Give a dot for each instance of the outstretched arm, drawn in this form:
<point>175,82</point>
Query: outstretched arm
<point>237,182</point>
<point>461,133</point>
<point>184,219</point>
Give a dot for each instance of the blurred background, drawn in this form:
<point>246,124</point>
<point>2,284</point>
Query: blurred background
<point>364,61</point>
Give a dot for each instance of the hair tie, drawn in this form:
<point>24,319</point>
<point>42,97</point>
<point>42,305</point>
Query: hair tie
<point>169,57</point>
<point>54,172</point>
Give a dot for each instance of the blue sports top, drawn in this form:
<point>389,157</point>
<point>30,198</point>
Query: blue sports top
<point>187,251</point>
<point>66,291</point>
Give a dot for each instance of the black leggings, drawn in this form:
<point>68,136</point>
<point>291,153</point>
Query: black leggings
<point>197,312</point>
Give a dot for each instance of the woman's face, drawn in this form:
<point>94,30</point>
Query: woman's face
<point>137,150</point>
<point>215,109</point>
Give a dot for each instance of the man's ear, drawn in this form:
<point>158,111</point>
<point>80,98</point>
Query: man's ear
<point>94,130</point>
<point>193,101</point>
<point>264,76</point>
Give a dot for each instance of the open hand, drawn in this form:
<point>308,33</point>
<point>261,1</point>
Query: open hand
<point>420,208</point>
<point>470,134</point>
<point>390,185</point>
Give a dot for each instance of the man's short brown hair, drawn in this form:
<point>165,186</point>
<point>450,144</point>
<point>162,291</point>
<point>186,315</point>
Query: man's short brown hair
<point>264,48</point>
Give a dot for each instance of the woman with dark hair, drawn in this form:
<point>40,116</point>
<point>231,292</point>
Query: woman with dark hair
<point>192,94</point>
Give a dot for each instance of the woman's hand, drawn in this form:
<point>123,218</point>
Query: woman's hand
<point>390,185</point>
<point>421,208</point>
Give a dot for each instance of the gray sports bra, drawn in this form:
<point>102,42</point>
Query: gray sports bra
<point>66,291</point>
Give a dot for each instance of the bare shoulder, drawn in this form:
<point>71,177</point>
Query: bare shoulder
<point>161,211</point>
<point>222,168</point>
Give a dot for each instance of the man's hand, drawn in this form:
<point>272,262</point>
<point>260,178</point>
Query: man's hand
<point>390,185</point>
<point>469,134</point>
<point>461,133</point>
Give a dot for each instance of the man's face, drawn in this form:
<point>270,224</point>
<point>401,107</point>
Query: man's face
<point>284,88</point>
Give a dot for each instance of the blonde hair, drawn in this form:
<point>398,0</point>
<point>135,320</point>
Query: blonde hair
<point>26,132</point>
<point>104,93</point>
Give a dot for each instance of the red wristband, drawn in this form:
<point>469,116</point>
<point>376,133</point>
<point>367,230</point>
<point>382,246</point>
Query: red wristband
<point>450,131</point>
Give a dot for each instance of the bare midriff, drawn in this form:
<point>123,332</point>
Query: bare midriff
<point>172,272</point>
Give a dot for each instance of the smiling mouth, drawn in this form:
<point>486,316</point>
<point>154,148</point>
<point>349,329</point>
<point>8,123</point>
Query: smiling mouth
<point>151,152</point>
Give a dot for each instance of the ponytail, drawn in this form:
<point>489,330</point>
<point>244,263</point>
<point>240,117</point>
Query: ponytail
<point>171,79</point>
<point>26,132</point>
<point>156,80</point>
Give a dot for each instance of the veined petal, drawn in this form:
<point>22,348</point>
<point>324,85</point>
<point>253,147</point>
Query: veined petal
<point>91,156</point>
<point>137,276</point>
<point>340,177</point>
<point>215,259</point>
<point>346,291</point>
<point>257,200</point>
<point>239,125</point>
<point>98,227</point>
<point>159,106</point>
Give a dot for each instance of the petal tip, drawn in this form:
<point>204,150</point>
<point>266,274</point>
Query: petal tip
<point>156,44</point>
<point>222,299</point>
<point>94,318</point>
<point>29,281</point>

####

◆ PROBLEM DESCRIPTION: Your task is to output exactly the lines running from the one with "Give a dot for each instance of the ponytail, drawn" through the final line of the material above, with both ends included.

◆ RIGHT ANSWER:
Give a dot for each instance of the ponytail, drawn in this form:
<point>489,330</point>
<point>244,263</point>
<point>240,117</point>
Query: ponytail
<point>171,79</point>
<point>26,132</point>
<point>156,80</point>
Give a dot for each instance of the veined petal, drawn in this form:
<point>22,348</point>
<point>324,85</point>
<point>253,147</point>
Query: veined petal
<point>91,156</point>
<point>137,276</point>
<point>340,177</point>
<point>215,259</point>
<point>346,291</point>
<point>257,200</point>
<point>239,125</point>
<point>98,227</point>
<point>159,106</point>
Give a dot for each instance of the petal tip, drawn in this form:
<point>204,150</point>
<point>266,274</point>
Query: petal tip
<point>156,44</point>
<point>222,299</point>
<point>94,318</point>
<point>29,281</point>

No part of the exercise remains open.